Records:

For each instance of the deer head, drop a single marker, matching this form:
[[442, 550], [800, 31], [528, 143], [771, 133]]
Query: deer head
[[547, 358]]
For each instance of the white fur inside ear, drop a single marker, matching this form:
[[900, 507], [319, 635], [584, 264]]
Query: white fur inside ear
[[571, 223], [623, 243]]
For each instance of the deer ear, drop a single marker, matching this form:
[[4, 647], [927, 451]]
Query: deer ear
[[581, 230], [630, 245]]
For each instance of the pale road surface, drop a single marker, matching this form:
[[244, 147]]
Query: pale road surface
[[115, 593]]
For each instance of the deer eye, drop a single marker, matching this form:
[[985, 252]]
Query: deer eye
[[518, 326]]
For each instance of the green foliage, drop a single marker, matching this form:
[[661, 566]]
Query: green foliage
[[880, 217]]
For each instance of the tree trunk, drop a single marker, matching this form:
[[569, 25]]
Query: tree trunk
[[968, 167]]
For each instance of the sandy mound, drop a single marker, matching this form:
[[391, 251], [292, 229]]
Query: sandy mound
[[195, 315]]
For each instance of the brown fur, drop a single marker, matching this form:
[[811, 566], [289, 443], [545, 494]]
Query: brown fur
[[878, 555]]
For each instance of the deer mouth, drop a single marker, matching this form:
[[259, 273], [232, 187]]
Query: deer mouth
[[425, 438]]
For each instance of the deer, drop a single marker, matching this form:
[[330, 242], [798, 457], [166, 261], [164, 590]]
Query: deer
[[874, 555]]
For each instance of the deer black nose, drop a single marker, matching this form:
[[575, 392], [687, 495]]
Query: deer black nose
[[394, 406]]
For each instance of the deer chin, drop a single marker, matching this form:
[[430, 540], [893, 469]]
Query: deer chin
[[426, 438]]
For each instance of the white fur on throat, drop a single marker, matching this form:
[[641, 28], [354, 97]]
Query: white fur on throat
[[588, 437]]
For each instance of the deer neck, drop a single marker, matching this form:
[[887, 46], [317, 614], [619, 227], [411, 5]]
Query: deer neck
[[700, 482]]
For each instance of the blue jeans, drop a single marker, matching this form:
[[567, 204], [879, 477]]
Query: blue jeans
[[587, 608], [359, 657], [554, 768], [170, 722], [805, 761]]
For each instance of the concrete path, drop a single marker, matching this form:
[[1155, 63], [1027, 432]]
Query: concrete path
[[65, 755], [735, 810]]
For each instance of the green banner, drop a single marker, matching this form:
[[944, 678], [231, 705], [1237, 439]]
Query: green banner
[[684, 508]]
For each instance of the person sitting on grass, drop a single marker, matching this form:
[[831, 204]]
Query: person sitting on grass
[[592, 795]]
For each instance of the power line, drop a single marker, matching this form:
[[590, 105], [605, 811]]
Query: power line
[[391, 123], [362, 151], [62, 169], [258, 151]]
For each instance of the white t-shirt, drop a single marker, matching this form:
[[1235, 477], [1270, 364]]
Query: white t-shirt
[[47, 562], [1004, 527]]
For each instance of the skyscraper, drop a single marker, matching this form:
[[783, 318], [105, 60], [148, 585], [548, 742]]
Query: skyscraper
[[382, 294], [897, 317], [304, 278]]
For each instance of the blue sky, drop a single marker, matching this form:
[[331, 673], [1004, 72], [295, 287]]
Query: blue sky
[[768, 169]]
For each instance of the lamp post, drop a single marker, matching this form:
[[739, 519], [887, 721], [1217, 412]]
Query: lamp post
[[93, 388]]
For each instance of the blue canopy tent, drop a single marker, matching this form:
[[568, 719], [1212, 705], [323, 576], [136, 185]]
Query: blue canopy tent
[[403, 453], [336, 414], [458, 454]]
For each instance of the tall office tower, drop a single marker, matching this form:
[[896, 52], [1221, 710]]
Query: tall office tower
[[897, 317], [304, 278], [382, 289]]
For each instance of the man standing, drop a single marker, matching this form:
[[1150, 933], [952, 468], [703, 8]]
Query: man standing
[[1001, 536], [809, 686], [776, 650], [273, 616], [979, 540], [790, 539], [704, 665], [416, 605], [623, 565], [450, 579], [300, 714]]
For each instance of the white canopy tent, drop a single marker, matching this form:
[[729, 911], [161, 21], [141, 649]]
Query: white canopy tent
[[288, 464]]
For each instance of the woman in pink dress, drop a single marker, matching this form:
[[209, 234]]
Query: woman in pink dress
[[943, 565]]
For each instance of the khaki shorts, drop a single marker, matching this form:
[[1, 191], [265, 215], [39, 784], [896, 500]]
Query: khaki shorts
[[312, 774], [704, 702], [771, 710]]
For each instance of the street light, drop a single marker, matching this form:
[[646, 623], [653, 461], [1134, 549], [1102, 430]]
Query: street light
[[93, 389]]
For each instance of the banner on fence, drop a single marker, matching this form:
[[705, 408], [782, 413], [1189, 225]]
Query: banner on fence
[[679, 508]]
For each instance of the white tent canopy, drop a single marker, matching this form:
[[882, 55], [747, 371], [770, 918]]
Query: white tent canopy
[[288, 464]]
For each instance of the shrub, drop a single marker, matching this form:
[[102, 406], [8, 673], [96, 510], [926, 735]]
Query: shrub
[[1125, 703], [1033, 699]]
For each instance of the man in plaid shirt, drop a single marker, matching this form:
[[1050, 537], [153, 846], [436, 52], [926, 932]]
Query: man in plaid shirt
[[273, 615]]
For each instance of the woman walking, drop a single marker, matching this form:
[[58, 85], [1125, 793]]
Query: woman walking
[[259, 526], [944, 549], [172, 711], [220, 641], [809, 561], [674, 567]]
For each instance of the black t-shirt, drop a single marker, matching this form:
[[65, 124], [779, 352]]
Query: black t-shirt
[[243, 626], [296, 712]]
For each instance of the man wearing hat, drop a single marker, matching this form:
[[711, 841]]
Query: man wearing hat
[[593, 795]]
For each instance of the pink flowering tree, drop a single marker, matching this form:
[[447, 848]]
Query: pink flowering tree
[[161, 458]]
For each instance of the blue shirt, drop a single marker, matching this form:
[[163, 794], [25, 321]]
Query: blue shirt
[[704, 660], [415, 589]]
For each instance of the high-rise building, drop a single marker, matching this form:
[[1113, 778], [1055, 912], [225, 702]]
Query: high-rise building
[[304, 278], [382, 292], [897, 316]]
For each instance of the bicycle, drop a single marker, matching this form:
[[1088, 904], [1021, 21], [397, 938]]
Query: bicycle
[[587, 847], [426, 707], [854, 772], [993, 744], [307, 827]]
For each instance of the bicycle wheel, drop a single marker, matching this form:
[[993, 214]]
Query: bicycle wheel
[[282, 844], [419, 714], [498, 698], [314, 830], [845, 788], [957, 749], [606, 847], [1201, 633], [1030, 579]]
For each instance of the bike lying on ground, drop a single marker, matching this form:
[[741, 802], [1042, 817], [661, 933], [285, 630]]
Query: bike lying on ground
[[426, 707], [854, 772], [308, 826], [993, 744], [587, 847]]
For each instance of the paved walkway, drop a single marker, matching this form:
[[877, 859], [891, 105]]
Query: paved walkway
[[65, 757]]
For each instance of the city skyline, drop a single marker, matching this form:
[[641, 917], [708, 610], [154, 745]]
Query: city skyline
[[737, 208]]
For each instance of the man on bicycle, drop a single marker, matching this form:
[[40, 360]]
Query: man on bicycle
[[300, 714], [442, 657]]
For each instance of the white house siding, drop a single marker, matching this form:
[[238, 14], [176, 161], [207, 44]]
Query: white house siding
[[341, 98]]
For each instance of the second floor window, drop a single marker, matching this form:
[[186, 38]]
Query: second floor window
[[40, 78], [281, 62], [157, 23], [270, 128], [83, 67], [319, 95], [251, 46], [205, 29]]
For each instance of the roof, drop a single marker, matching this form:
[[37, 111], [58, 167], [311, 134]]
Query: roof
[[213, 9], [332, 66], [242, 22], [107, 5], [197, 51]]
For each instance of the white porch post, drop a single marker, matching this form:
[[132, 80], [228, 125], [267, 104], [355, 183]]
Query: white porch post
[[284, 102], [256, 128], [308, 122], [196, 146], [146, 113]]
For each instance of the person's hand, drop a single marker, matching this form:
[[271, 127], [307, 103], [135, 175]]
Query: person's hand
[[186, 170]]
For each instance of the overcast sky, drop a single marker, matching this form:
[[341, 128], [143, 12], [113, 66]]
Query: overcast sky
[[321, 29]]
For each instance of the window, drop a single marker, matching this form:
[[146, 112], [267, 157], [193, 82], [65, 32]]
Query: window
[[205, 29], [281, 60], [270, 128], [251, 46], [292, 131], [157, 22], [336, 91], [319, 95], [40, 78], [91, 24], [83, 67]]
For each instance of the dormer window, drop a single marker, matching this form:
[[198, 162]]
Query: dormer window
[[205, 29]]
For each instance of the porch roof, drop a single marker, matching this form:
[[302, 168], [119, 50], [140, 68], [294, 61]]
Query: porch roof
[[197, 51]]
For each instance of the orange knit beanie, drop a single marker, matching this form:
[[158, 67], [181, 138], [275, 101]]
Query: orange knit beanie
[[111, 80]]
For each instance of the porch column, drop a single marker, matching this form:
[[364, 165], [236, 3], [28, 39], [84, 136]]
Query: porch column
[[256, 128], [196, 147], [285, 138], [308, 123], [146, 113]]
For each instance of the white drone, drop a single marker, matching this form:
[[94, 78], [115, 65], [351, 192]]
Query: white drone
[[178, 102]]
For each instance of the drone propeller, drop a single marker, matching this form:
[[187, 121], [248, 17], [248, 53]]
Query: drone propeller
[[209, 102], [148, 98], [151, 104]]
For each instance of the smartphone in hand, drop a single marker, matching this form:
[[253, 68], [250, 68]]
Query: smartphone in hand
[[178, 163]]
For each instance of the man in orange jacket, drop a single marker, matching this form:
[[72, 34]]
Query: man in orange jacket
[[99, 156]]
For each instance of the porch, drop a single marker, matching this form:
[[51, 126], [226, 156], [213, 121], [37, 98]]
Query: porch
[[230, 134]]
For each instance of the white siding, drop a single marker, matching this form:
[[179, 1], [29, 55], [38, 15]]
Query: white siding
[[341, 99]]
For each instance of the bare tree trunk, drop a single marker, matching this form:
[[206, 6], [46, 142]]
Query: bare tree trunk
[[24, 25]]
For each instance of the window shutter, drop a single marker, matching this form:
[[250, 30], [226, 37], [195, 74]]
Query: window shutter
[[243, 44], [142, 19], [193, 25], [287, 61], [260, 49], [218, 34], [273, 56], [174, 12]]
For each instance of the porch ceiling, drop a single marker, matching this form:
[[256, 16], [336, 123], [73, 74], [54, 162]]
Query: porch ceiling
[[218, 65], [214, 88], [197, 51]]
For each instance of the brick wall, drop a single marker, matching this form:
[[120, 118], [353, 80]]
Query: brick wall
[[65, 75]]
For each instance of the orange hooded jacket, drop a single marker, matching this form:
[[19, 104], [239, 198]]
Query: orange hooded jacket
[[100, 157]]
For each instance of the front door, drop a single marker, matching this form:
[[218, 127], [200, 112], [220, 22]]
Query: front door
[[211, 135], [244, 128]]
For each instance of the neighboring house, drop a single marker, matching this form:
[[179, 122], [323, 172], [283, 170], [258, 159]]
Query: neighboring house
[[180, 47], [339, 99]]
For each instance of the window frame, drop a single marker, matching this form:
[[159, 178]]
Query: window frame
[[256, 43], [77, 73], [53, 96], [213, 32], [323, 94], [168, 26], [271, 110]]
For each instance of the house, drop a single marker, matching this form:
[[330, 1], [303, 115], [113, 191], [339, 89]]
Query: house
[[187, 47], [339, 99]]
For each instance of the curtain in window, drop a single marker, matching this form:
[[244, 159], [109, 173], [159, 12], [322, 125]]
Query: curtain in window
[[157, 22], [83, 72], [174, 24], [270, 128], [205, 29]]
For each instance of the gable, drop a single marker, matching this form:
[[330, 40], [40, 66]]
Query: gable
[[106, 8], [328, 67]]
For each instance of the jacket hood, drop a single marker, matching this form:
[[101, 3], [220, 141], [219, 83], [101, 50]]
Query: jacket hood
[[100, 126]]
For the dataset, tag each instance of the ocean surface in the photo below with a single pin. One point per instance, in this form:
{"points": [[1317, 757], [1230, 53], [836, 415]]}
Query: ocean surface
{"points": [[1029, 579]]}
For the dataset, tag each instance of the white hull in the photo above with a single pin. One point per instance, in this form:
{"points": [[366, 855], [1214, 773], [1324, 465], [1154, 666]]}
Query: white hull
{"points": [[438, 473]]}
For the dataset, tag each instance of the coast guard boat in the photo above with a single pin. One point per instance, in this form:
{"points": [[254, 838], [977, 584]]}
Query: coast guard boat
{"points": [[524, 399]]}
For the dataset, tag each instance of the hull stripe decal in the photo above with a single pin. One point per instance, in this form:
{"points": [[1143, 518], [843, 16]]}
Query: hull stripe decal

*The task:*
Format the listing from the line containing "For each instance of the orange knit" through the line containing "[[99, 156]]", both included, as a Markdown table with the columns "No." and "Line", numbering each row and leaving out any blank lines.

*Exercise answer:*
| No. | Line |
|---|---|
| 1 | For each instance of the orange knit beanie, drop a single marker, matching this form: |
| 2 | [[158, 67], [181, 138], [275, 101]] |
| 3 | Query: orange knit beanie |
| 4 | [[111, 80]] |
| 5 | For each instance of the porch column, drop a single marker, matching this form: |
| 6 | [[364, 165], [236, 3], [28, 39], [84, 136]] |
| 7 | Query: porch column |
| 8 | [[256, 128], [196, 147], [285, 138], [308, 123], [146, 113]] |
| 9 | For each instance of the white drone, drop a single marker, matching this form: |
| 10 | [[94, 78], [115, 65], [351, 192]] |
| 11 | Query: white drone |
| 12 | [[178, 102]] |
| 13 | For each instance of the drone propeller, drop a single marker, matching this form: |
| 14 | [[187, 121], [248, 17], [248, 53]] |
| 15 | Query: drone propeller |
| 16 | [[209, 102], [148, 98], [151, 104]] |
| 17 | For each instance of the smartphone in hand, drop a single marker, matching this form: |
| 18 | [[253, 68], [250, 68]] |
| 19 | Query: smartphone in hand |
| 20 | [[178, 163]] |
| 21 | For each instance of the man in orange jacket, drop a single marker, matching this form: |
| 22 | [[72, 34]] |
| 23 | Query: man in orange jacket |
| 24 | [[99, 156]] |